INSTRUCTIONS FOR THE TASK:
Output as a JSON list of strings every line of the listing from the line containing "For each instance of the building" through the last line of the listing, both included, with one string per line and blank lines omitted.

MATERIAL SUPPLIED:
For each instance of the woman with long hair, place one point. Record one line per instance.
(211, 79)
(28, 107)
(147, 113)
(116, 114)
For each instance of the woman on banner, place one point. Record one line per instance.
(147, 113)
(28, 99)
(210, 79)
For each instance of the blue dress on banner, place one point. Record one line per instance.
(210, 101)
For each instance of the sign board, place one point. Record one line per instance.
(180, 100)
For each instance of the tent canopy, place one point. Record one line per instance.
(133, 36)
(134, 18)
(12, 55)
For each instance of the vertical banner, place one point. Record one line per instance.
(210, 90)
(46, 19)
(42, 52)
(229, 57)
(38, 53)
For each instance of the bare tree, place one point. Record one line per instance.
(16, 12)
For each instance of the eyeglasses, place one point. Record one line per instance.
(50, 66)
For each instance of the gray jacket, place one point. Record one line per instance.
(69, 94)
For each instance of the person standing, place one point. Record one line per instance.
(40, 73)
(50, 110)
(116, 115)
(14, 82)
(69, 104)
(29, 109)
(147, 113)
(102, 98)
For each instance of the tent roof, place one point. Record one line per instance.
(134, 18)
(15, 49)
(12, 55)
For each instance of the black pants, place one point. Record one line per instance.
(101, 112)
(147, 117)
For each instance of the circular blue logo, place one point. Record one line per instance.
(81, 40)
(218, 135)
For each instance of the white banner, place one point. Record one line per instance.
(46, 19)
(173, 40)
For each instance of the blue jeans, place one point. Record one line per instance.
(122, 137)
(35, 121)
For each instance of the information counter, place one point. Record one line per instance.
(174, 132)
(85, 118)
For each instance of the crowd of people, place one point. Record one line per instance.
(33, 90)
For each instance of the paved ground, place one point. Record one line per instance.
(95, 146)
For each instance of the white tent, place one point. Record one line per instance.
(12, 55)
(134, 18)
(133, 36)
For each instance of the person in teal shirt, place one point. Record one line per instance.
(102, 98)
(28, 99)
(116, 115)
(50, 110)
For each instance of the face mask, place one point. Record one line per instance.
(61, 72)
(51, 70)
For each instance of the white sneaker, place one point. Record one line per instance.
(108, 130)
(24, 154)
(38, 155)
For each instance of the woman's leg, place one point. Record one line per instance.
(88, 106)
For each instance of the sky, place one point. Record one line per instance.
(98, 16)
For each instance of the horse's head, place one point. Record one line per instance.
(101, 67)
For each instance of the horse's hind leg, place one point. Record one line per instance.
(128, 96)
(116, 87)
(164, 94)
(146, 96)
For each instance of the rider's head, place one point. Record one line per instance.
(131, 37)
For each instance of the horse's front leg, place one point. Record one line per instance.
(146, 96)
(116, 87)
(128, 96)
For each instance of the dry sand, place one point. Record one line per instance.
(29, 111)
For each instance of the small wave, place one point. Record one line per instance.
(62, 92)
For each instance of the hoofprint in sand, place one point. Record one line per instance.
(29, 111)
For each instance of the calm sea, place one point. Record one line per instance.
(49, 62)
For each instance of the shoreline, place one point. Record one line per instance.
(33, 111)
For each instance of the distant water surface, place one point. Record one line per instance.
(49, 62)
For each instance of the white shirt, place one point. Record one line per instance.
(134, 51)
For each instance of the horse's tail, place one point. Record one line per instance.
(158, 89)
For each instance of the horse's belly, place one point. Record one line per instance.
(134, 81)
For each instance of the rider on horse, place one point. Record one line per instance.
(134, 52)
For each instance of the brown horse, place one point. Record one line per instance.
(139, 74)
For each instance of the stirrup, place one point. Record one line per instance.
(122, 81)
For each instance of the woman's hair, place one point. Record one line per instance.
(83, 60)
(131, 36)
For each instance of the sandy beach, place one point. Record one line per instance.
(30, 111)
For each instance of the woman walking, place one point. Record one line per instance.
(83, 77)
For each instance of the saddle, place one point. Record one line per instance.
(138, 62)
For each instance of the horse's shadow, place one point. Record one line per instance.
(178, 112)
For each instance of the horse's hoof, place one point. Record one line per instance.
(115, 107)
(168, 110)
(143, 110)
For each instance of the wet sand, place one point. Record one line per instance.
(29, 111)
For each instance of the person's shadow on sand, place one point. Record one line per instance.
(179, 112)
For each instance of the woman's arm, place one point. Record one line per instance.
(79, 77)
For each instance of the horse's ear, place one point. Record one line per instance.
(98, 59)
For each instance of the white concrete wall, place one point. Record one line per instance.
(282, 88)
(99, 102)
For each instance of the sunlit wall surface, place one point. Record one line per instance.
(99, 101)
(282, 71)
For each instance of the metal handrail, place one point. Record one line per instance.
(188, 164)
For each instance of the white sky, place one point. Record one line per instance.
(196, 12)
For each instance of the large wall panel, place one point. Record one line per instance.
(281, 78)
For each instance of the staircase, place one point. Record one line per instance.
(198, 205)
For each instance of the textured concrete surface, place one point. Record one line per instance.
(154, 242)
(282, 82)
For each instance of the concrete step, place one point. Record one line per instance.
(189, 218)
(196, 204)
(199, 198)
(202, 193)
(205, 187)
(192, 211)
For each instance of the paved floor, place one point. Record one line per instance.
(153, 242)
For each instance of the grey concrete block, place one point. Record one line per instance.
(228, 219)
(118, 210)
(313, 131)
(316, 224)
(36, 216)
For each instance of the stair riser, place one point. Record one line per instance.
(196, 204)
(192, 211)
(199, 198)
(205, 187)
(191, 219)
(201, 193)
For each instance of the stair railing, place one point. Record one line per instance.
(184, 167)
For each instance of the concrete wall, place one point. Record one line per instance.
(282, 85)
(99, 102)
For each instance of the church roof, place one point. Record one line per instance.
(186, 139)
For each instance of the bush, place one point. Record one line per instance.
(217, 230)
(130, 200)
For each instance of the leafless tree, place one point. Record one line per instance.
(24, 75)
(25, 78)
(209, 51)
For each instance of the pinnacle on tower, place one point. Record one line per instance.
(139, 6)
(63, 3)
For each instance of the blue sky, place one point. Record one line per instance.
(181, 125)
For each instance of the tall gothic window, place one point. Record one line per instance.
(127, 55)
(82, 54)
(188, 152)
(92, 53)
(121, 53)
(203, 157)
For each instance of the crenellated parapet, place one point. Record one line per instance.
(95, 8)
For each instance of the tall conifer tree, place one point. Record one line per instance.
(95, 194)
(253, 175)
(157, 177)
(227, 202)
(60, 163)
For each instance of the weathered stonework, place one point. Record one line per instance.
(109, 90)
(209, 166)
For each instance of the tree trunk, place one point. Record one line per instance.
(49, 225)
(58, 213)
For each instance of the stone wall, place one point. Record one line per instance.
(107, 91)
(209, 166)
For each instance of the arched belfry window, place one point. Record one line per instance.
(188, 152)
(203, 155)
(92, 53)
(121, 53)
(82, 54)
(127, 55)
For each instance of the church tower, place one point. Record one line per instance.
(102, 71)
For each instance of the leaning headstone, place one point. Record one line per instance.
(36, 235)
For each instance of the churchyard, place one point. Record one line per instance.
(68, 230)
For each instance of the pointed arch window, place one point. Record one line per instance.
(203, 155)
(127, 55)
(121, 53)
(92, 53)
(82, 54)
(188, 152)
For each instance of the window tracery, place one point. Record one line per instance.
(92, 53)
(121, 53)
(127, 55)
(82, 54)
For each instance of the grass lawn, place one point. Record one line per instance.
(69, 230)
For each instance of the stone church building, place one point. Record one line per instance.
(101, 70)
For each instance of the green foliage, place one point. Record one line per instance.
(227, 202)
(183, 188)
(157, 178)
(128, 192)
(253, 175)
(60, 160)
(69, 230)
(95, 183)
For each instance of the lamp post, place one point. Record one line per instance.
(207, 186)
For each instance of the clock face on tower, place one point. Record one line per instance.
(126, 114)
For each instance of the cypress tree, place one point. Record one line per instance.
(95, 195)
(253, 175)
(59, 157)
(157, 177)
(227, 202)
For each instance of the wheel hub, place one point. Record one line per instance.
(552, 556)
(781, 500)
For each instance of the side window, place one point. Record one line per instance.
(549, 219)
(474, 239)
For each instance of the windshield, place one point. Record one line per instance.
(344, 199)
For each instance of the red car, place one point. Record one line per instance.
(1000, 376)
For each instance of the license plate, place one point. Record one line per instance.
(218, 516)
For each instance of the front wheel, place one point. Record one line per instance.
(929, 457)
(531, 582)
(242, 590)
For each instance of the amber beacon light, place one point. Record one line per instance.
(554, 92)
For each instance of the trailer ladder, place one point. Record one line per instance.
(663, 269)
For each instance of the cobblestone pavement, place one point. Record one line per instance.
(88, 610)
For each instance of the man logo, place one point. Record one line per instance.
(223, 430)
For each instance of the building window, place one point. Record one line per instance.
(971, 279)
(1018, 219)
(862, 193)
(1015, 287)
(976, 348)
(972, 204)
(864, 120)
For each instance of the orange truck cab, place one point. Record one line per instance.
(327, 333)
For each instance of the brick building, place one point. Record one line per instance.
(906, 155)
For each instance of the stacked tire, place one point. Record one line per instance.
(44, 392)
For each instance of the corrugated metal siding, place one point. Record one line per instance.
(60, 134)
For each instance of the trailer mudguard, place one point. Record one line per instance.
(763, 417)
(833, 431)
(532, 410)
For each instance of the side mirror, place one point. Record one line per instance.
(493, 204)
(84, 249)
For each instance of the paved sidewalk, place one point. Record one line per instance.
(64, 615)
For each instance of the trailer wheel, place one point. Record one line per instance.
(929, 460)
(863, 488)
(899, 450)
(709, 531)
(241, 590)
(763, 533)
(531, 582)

ANSWER:
[
  "For each instance of the building window, place one point. Record one line per instance.",
  "(971, 279)",
  "(1018, 219)",
  "(862, 193)",
  "(1015, 287)",
  "(976, 348)",
  "(972, 204)",
  "(864, 120)",
  "For each instance of the orange truck cab, place one point. Record one line per instance.",
  "(327, 333)",
  "For each instance of the brick building, place one point. Record one line per instance.",
  "(906, 155)",
  "For each instance of the stacked tire, place one point. Record one line per instance.",
  "(44, 392)",
  "For each instance of the corrugated metal siding, place one point. Record one line per instance.",
  "(60, 134)",
  "For each instance of the trailer mudguard, place one point. Record one line per instance.",
  "(763, 417)",
  "(833, 431)",
  "(532, 410)",
  "For each instance of the side mirror, place one point. Record one line per instance.",
  "(493, 204)",
  "(84, 249)",
  "For each instance of the paved sidewalk, place one point. Record one line per instance.",
  "(64, 615)",
  "For each instance of the trailer wheel, place one point. Record one line per instance.",
  "(929, 460)",
  "(863, 488)",
  "(899, 450)",
  "(709, 531)",
  "(241, 590)",
  "(763, 533)",
  "(531, 582)"
]